◆ **EXCERTO SELECIONADO**
<<<<

Sendo assim, não fazia sentido nenhum continuar a operar os comboios.
De misterioso pouco tem.

Henrique Pereira dos Santos disse...

Caro JMN,
Isso não é assim tão linear.
1) Por que razão se abre uma linha que não tem condições de exploração?
2) Por que razão as autarquias se comprometem a fazer obras que depois se escusam a fazer?
3) Porque razão,se é uma mera derrapagam na sua abertura, não existe um calendário de obras adaptado às novas circunstâncias?
4) Se não existe dinheiro, por que razão se recuou no fecho de um conjunto de linhas deficitárias que eventualmente ajudariam bastante a resolver o problema do dinheiro nesta linha;
5) Se não exsite dinheiro para pequenas obras, por que razãose mantém o investimento em grandes obras como o TGV (o argumento do acordo internacional não pega: em Portugal argumenta-se que não se para por causa de Espanha e em Espanha argumenta-se que não se para, embora haja uns atrasos técnicos, por causa de Portugal).
A crise tem as costas largas.
henrique pereira dos santos

Anónimo disse...

"Se não exsite dinheiro para pequenas obras, por que razãose mantém o investimento em grandes obras como o TGV"

Henrique, não sei se já reparou, mas das 3 linhas que a esta altura já deveriam estar a ser construídas, só está a ser construída meia.
Se isso é manter o investimento, não imagino o que seria se houvesse uma redução.

Henrique Pereira dos Santos disse...

Anónimo,
Claro que há cortes, mas isso não explica por que razão se abre uma linha sem condições (quando a crise estava já instalada), por que razão não se fecham as linhas que se previam fechar, nem por que razão na escala de prioridades este investimento fica atrás de uma série de outros.
A crise obriga ao corte de investimentos, mas não define quais (embora fosse aconselhável um princípio básico: cortar o que tem menos retorno, manter o que dá maior retorno).
henrique pereira dos santos

Henrique Pereira dos Santos disse...

Já agora, caro anónimo, a sua afirmação, exacta, de que o que continuou é meia linha é um poderoso retrato da forma como o país está a encarar a gestão da escassez de investimento: fazendo meias obras que só têm utilidade quando completas, esperando que o meio feito coloque pressão sobre a metade que falta, em vez de fazer o que deveria ser feito: adaptar o investimento às obras que fazem sentido com o investimento disponível.
O mais grave desta atitude de casino (vamos fazer metade a ver se conseguimos que nos saia a taluda) é que o risco de ficarmos com a obra a meio, e portanto razoavelmente inútil, é tanto maior quanto gastarmos essa metade em investimento sem retorno, porque não serve os objectivos que determinaram o investimento.

>>>>

◆ **EXERCÍCIO PROPOSTO 1**
Apresente sob a forma de lista numerada, omitindo as linhas em branco, tudo o que vai da linha dos registos que contém "the dog's left" até ao fim dos registos, incluindo ambos os limites.
O excerto e os registos não têm qualquer relação entre si.

Dados extraídos de uma coleção:
<<<<

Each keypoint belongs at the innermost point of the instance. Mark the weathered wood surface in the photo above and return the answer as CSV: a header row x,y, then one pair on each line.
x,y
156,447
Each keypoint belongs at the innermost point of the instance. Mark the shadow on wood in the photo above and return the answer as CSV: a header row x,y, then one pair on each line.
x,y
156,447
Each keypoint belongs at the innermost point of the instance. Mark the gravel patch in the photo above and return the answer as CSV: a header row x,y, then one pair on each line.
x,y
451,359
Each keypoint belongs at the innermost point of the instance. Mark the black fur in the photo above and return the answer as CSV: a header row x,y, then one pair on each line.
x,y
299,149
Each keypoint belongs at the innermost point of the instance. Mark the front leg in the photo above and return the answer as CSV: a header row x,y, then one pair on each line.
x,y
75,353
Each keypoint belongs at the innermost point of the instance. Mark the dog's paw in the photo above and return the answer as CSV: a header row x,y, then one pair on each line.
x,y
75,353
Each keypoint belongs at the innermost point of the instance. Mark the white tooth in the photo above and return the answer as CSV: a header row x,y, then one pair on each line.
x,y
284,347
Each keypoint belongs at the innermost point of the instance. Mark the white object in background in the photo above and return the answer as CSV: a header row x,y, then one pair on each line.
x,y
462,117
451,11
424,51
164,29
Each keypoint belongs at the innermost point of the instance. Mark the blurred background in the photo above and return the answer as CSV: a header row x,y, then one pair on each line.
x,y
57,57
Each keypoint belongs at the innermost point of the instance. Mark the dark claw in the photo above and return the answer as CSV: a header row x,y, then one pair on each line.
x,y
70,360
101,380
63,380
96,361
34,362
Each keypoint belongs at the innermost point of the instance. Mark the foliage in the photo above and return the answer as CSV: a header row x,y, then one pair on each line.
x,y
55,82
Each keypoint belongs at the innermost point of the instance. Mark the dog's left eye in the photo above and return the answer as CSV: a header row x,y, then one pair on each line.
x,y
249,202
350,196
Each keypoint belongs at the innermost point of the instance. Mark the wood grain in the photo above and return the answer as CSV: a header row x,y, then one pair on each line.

>>>>

◆ **EXERCÍCIO PROPOSTO 2**
Repita textualmente tudo o que vai de "4) Se não existe" até "Anónimo disse..." no excerto.

◆ **RESPOSTA COMPLETA 1**
1. Each keypoint belongs at the innermost point of the instance. Mark the dog's left eye in the photo above and return the answer as CSV: a header row x,y, then one pair on each line.
2. x,y
3. 249,202
4. 350,196
5. Each keypoint belongs at the innermost point of the instance. Mark the wood grain in the photo above and return the answer as CSV: a header row x,y, then one pair on each line.

◆ **RESPOSTA COMPLETA 2**
4) Se não existe dinheiro, por que razão se recuou no fecho de um conjunto de linhas deficitárias que eventualmente ajudariam bastante a resolver o problema do dinheiro nesta linha;
5) Se não exsite dinheiro para pequenas obras, por que razãose mantém o investimento em grandes obras como o TGV (o argumento do acordo internacional não pega: em Portugal argumenta-se que não se para por causa de Espanha e em Espanha argumenta-se que não se para, embora haja uns atrasos técnicos, por causa de Portugal).
A crise tem as costas largas.
henrique pereira dos santos

Anónimo disse...